--- STORED RECORDS ---

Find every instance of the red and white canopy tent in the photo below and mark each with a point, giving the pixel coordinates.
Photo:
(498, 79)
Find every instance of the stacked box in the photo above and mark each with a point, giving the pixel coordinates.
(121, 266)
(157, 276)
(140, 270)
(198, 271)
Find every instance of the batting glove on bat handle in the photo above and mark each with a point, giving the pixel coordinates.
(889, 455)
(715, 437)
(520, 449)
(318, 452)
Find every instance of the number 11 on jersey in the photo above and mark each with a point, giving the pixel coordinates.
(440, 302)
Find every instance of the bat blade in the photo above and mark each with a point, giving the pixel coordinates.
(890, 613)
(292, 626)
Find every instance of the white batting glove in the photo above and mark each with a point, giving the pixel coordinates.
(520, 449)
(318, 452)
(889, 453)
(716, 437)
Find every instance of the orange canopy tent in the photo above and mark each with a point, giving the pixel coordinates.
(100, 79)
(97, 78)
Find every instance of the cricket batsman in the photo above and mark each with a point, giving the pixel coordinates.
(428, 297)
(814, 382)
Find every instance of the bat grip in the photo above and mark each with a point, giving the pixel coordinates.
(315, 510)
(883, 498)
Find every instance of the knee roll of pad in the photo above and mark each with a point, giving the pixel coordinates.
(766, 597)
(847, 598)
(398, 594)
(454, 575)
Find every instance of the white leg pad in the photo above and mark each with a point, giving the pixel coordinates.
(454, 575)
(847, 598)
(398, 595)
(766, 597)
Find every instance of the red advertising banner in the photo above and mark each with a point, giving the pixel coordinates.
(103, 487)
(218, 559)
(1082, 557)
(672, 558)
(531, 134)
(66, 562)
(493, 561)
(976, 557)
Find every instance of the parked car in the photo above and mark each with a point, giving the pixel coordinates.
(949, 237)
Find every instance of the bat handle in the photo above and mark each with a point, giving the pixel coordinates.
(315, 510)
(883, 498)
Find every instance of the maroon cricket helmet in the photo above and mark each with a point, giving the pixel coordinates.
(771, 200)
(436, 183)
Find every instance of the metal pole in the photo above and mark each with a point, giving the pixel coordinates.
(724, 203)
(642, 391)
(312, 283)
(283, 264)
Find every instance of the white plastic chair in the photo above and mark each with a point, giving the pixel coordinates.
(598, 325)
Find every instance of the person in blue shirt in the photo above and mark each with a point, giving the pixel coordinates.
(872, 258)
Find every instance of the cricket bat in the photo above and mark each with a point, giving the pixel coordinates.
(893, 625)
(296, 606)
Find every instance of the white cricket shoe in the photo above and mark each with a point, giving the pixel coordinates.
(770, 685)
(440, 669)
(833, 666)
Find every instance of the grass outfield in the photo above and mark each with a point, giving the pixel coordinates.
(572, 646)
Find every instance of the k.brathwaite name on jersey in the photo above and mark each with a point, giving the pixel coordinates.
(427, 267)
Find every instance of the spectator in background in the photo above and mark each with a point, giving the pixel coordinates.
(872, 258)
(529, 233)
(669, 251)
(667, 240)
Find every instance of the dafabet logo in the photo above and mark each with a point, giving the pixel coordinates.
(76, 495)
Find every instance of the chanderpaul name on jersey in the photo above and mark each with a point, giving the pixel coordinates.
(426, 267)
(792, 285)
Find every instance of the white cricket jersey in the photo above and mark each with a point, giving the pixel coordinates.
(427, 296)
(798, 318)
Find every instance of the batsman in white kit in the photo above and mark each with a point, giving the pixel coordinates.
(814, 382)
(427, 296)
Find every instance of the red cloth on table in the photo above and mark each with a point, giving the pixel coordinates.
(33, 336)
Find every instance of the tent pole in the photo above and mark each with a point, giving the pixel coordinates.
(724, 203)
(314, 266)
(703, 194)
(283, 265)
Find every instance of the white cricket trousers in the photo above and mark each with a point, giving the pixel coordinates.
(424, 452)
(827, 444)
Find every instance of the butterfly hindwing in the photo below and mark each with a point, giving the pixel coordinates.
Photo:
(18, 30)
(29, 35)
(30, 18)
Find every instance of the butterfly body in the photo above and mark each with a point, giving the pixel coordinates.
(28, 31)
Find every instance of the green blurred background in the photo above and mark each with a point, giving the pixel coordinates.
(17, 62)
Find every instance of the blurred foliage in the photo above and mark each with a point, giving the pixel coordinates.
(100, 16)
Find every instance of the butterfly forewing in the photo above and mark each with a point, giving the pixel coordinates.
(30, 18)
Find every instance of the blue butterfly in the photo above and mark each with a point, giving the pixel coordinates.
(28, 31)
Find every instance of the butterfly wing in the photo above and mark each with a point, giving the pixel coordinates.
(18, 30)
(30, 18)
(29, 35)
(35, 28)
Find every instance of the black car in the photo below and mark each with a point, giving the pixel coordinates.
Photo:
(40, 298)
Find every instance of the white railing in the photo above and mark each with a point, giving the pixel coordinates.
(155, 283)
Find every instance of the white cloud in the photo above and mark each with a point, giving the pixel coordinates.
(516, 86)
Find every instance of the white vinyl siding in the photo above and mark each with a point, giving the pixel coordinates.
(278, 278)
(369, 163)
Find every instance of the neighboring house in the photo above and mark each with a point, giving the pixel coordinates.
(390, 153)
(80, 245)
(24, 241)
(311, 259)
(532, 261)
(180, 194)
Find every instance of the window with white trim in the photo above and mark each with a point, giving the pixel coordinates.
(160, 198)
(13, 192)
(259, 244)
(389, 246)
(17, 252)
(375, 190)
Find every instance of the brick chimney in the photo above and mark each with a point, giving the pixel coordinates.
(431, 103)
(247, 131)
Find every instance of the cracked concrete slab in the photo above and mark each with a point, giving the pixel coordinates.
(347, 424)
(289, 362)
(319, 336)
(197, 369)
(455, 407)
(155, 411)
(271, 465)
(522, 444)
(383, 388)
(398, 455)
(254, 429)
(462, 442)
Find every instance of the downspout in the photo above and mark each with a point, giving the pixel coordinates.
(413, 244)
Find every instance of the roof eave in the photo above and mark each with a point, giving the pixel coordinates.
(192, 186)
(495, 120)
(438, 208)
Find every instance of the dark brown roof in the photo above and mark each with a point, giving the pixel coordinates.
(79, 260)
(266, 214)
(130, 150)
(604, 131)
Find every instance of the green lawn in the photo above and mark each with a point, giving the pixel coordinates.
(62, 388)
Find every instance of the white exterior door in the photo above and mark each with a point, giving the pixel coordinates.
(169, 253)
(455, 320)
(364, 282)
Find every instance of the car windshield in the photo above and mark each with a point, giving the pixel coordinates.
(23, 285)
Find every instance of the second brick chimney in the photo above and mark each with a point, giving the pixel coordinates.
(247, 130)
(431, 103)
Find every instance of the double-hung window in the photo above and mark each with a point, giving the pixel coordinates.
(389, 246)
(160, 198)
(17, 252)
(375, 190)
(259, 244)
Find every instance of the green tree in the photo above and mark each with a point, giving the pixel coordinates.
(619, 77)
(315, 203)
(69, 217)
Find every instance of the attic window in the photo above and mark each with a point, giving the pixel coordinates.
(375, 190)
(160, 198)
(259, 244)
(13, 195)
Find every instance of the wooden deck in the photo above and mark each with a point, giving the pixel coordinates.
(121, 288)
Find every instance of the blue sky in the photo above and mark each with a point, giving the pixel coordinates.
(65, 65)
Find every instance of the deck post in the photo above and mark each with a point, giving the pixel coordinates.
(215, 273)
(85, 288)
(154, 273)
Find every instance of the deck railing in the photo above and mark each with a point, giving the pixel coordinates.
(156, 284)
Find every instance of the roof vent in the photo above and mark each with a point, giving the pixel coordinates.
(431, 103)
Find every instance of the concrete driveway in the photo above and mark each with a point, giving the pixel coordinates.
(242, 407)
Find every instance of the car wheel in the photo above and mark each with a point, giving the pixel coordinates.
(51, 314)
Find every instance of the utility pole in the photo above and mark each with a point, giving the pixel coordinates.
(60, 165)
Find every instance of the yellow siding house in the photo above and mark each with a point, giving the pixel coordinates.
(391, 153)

---

◆ REQUIREMENT ◆
Copy exactly the line containing "Find every instance of the second" and every line after it, ending with the last line of the records above.

◆ FULL OUTPUT ◆
Find every instance of the second brick chimney in the photo above and mark each with a point, giving the pixel coordinates.
(247, 130)
(431, 103)
Find every instance of the double-hung window in the photo above and mark each with a point, giving the pixel coordinates.
(389, 246)
(160, 198)
(17, 252)
(375, 190)
(259, 244)
Find every instance of the green tree in the photo above and mark each with a point, giving the pixel coordinates.
(619, 77)
(315, 203)
(69, 217)
Find every instance of the attic window in the photo above and mark each with a point, giving the pixel coordinates.
(375, 190)
(160, 198)
(259, 244)
(13, 195)
Find every instance of the wooden deck in the photo above and mark each with a point, giving the pixel coordinates.
(121, 288)
Find every instance of the blue sky in the photo above and mark each with a point, giving the pixel coordinates.
(65, 65)
Find every instance of the deck post in the photo above and mark each with a point, giving the pixel coordinates.
(215, 273)
(85, 288)
(154, 273)
Find every instance of the deck railing in the photo above and mark each with a point, giving the pixel coordinates.
(156, 284)
Find every instance of the roof vent in the photo above and mark each with a point, giving the pixel coordinates.
(431, 103)
Find every instance of the concrete driveway in the photo above and mark each with a point, giving the pixel coordinates.
(242, 407)
Find every instance of the car wheel in the photo above and mark each with a point, giving the pixel coordinates.
(51, 314)
Find every instance of the utility pole in the photo above and mark each with a point, giving the pixel coordinates.
(60, 165)
Find every instance of the yellow siding house in the photo above and mark each with a point, giving the pixel coordinates.
(391, 153)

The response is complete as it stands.